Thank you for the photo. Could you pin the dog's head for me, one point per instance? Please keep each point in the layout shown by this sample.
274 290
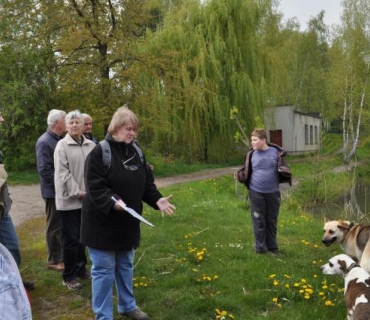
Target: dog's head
339 265
334 230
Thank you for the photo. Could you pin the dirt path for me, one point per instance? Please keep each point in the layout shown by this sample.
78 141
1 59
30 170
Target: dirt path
28 203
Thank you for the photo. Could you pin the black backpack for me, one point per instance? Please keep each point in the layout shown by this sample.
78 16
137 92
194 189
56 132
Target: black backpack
107 155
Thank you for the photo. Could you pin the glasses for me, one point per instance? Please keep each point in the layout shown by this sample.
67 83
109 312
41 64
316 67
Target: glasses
133 167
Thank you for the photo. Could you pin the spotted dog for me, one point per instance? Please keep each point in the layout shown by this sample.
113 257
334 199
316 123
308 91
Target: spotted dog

» **Task to complete**: Can you give all of the lines above as a numbered list, skipping blank lines and leaving the pictures out?

» **The response**:
1. Thank you for the photo. Could you pin the dog's head for me, one point per instance? Please keep each point in the layout shown by this sample.
2. 274 290
3. Target: dog's head
4. 339 265
5. 334 230
6. Thank you for the photo. Could you pin the dirt path for me, one point per instance? Please keep each point in the layout shown by this sample.
7. 78 141
8. 1 59
9. 30 170
10. Target: dirt path
11. 28 203
12. Thank you for the photo. Could you pin the black backpack for me, one point per instance? Please keep each point in the layout shown by this sample.
13. 78 16
14. 137 92
15. 194 189
16. 56 132
17. Target: black backpack
18. 107 155
19. Thank you for the photo. Could you pin the glasses for me, one point per instance? Please keep each point in the layout shown by this sample.
20. 67 83
21. 109 312
22. 41 64
23. 316 67
24. Target: glasses
25. 133 167
26. Thank you for the photo. Could you pin the spotted dog for me, one point per instance? Please keep each point in the layout shown by this sample.
27. 113 257
28. 334 199
29. 316 123
30. 308 91
31. Target: spotted dog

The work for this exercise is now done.